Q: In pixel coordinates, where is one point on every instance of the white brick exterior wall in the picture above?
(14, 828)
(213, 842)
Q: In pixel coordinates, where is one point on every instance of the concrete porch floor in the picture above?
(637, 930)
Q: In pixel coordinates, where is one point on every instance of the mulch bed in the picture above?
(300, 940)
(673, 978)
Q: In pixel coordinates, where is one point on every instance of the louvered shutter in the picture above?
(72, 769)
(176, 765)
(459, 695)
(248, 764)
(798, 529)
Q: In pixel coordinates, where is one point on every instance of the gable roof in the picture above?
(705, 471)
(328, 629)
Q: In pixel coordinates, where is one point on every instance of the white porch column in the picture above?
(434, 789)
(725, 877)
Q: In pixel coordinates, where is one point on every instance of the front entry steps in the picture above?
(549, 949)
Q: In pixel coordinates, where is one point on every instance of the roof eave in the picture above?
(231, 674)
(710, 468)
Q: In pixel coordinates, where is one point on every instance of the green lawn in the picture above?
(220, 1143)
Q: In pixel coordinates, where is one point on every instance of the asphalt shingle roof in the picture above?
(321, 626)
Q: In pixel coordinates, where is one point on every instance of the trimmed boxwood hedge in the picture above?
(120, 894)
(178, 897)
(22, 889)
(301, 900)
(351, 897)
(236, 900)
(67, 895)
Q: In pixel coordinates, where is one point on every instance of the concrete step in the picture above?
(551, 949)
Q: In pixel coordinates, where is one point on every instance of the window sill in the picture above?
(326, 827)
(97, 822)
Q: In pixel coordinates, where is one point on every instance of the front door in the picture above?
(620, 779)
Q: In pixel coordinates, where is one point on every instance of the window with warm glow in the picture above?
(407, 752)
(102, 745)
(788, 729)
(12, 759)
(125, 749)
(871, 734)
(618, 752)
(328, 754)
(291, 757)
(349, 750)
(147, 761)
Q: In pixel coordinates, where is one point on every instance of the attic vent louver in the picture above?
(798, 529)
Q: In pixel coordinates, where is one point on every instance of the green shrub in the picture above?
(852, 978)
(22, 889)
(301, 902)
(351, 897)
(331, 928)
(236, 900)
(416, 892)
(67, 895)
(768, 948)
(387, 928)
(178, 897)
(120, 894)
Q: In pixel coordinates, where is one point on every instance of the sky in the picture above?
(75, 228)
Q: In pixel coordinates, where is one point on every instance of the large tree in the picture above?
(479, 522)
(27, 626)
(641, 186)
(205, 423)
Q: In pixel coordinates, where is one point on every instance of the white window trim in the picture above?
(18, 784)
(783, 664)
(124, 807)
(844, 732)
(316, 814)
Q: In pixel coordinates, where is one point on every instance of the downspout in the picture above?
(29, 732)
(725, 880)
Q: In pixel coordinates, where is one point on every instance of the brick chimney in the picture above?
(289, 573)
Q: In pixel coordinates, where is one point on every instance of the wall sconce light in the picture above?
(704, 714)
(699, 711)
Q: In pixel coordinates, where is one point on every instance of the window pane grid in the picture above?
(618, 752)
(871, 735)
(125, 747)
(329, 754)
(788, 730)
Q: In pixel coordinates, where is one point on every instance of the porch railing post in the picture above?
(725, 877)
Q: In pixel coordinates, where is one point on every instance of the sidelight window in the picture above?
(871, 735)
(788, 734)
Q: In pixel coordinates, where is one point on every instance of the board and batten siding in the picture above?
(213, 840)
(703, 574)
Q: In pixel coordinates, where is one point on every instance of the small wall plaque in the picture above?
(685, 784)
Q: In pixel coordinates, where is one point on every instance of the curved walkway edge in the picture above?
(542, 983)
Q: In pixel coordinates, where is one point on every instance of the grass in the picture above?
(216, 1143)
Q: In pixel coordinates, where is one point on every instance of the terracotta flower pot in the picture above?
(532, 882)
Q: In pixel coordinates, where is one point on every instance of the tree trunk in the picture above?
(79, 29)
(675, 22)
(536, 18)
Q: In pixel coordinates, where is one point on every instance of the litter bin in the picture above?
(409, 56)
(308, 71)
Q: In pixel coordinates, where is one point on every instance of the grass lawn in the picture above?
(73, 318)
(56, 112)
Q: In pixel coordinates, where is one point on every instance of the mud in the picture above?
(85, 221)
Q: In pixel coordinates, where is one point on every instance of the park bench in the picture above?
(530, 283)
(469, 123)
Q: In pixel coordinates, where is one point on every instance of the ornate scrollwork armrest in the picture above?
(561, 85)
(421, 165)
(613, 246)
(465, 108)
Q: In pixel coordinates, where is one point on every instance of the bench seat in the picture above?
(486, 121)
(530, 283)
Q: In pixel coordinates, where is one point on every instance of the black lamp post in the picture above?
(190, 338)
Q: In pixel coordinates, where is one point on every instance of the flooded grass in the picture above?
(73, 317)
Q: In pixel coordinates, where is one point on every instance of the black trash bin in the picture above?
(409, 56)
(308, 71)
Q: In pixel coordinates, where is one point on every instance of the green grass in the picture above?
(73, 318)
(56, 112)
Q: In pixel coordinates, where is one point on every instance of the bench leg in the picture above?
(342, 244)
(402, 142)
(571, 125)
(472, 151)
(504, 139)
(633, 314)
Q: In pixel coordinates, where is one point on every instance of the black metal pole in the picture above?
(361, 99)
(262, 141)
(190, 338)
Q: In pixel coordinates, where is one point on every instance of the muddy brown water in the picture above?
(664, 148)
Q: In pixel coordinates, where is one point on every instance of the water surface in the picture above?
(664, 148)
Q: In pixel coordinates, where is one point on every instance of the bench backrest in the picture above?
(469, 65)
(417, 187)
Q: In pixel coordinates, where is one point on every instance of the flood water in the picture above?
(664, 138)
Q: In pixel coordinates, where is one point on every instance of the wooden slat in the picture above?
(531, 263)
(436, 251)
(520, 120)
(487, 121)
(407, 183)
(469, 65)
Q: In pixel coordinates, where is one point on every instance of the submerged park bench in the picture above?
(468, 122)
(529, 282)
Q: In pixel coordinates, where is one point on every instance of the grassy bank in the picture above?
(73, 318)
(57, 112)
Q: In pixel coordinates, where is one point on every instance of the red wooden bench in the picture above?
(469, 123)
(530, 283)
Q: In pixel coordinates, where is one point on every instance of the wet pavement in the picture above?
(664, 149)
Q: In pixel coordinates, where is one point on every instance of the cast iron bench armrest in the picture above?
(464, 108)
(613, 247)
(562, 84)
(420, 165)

■ ■ ■ ■

Print out all the entries above exactly.

Q: In pixel coordinates, where is one point on every instance of the white brick exterior wall in the picture above?
(14, 828)
(213, 842)
Q: In pixel coordinates, where is one point on every instance of the concrete porch floor in the picture above?
(637, 930)
Q: In pixel coordinates, where is one point on every instance of the mulch bed in the picture above?
(300, 940)
(673, 978)
Q: In pixel coordinates, where is one point on every instance of the louvered shutter in the picture above?
(72, 769)
(176, 765)
(459, 695)
(248, 764)
(798, 529)
Q: In pixel coordinates, where is one point on every instance of the gable roof in the picture above?
(705, 471)
(328, 629)
Q: In pixel coordinates, where is one point on every instance of the white porch column in the picture above?
(434, 789)
(725, 877)
Q: In pixel coordinates, where is one point on every instance of the front entry steps in the picture above?
(549, 949)
Q: In pixel coordinates, where is one point on every instance of the roof eave in the picture above?
(231, 674)
(710, 468)
Q: In pixel coordinates, where is one point on every instance of the green lawn in the picture above?
(220, 1143)
Q: In pixel coordinates, where is one point on every instance of the asphalt shingle roof in the picture above?
(321, 626)
Q: In pixel coordinates, where is one point on every instance of the trimmed boxwood hedge in the picture above?
(120, 894)
(178, 897)
(22, 889)
(301, 900)
(351, 897)
(236, 900)
(67, 895)
Q: In pixel coordinates, where is one point on every instance of the concrete step in the picture above?
(551, 949)
Q: In pixel coordinates, where is one point on every instance of the window sill in the picture above?
(326, 827)
(97, 822)
Q: In pixel coordinates, where is one point on every instance of the front door in the picture above?
(620, 779)
Q: In pixel coordinates, where is one point on every instance of the window with warm glow in the picture above?
(407, 752)
(102, 745)
(788, 729)
(12, 759)
(125, 749)
(871, 734)
(618, 752)
(328, 754)
(291, 757)
(349, 750)
(147, 761)
Q: In pixel coordinates, where is one point on every instance of the attic vent louver in the picture above?
(798, 529)
Q: In pixel coordinates, where is one point on every instance of the green shrub in the picture above?
(852, 978)
(22, 889)
(301, 902)
(351, 897)
(331, 928)
(236, 900)
(416, 892)
(67, 895)
(768, 948)
(387, 928)
(178, 897)
(120, 894)
Q: In pixel coordinates, where is one point on every instance of the sky in the picture above?
(75, 228)
Q: In pixel coordinates, where is one point on every instance of the large tree in the picture above?
(479, 522)
(27, 626)
(641, 186)
(205, 423)
Q: In pixel coordinates, where is one point on every instance of the white window trim in the picture above?
(18, 784)
(783, 664)
(124, 807)
(844, 732)
(316, 814)
Q: In pixel coordinates, where is one point on every instance of the downspout in the picture above?
(29, 732)
(725, 880)
Q: In pixel coordinates, where is one point on every instance of the brick chimney in the picture above?
(289, 573)
Q: In pixel coordinates, where is one point on every instance of the wall sconce light in the picture above?
(704, 714)
(699, 711)
Q: In pixel coordinates, where is one point on every instance of the window pane grid in the picture above?
(618, 752)
(871, 735)
(125, 747)
(329, 754)
(788, 730)
Q: In pixel coordinates, where is one point on every instance of the porch railing post in the picture above?
(725, 877)
Q: In pixel coordinates, where is one point on every instance of the sidelight window in the picture above?
(871, 735)
(788, 734)
Q: In pixel coordinates, where is one point on every instance of the board and batten siding in the picture above?
(213, 840)
(703, 574)
Q: In pixel coordinates, where is one point on every instance of the small wall plaque in the picture above?
(685, 784)
Q: In pixel coordinates, where is one point on every instance of the curved walkway edge in the picture above?
(542, 983)
Q: In pixel coordinates, where is one point on every instance of the grass in the picture above?
(216, 1143)
Q: In pixel coordinates, where is one point on every instance of the terracotta flower pot in the picture above?
(532, 882)
Q: In pixel coordinates, where is one point on every instance of the tree trunk in the picture above?
(79, 29)
(675, 22)
(536, 18)
Q: In pixel coordinates, where is one point on every instance of the litter bin in the picture above?
(409, 56)
(308, 71)
Q: In pixel coordinates, where is one point on every instance of the grass lawn in the picture above?
(73, 318)
(56, 112)
Q: In pixel coordinates, where is one point on every instance of the mud in the picture above?
(85, 221)
Q: In pixel coordinates, where is one point on every instance of the park bench in the picture above?
(530, 283)
(469, 123)
Q: In pixel coordinates, where is one point on every instance of the ornate scrollwork armrest in the picture above?
(561, 85)
(421, 165)
(613, 246)
(465, 108)
Q: In pixel coordinates, where is one point on every instance of the bench seat in the picture above?
(486, 121)
(530, 283)
Q: In pixel coordinates, where is one point on every instance of the black lamp post in the picture above?
(190, 338)
Q: In pixel coordinates, where is one point on every instance of the flooded grass in the picture above?
(73, 317)
Q: In pixel coordinates, where is one point on every instance of the black trash bin in the picture above?
(409, 56)
(308, 71)
Q: In pixel coordinates, where is one point on every instance of the green grass in the picture above?
(73, 318)
(56, 112)
Q: In pixel coordinates, where is one point on every instance of the bench leg in the picture above?
(342, 244)
(402, 142)
(571, 125)
(472, 151)
(504, 139)
(633, 314)
Q: In pixel coordinates, where is one point on every instance of the black metal pole in the picture above?
(361, 99)
(262, 141)
(190, 338)
Q: In pixel coordinates, where is one point on every instance of the muddy brown water in the picture above?
(664, 148)
Q: In pixel coordinates, where is one point on every instance of the water surface in the picture above?
(664, 148)
Q: In pixel coordinates, where is one point on every instance of the bench backrest in the picture above?
(469, 65)
(417, 187)
Q: In pixel coordinates, where is one point on every instance of the flood water in the picture above?
(664, 138)
Q: In pixel coordinates, where is one point on every instance of the wooden slat in the picture above?
(531, 263)
(436, 251)
(520, 120)
(487, 121)
(407, 183)
(469, 65)
Q: In pixel coordinates, where is one point on every instance of the submerged park bench in the picture above?
(468, 122)
(529, 282)
Q: In pixel coordinates, where is one point on every instance of the grassy bank in the picture above?
(73, 318)
(57, 112)
Q: In pixel coordinates, where is one point on every instance of the red wooden bench in the picture above?
(469, 123)
(530, 283)
Q: In pixel coordinates, where is one point on every instance of the wet pavement in the picture above?
(664, 149)
Q: In pixel coordinates, where is one point on every instance of the cast iron bench armrest in the picture above?
(464, 108)
(613, 247)
(562, 84)
(420, 165)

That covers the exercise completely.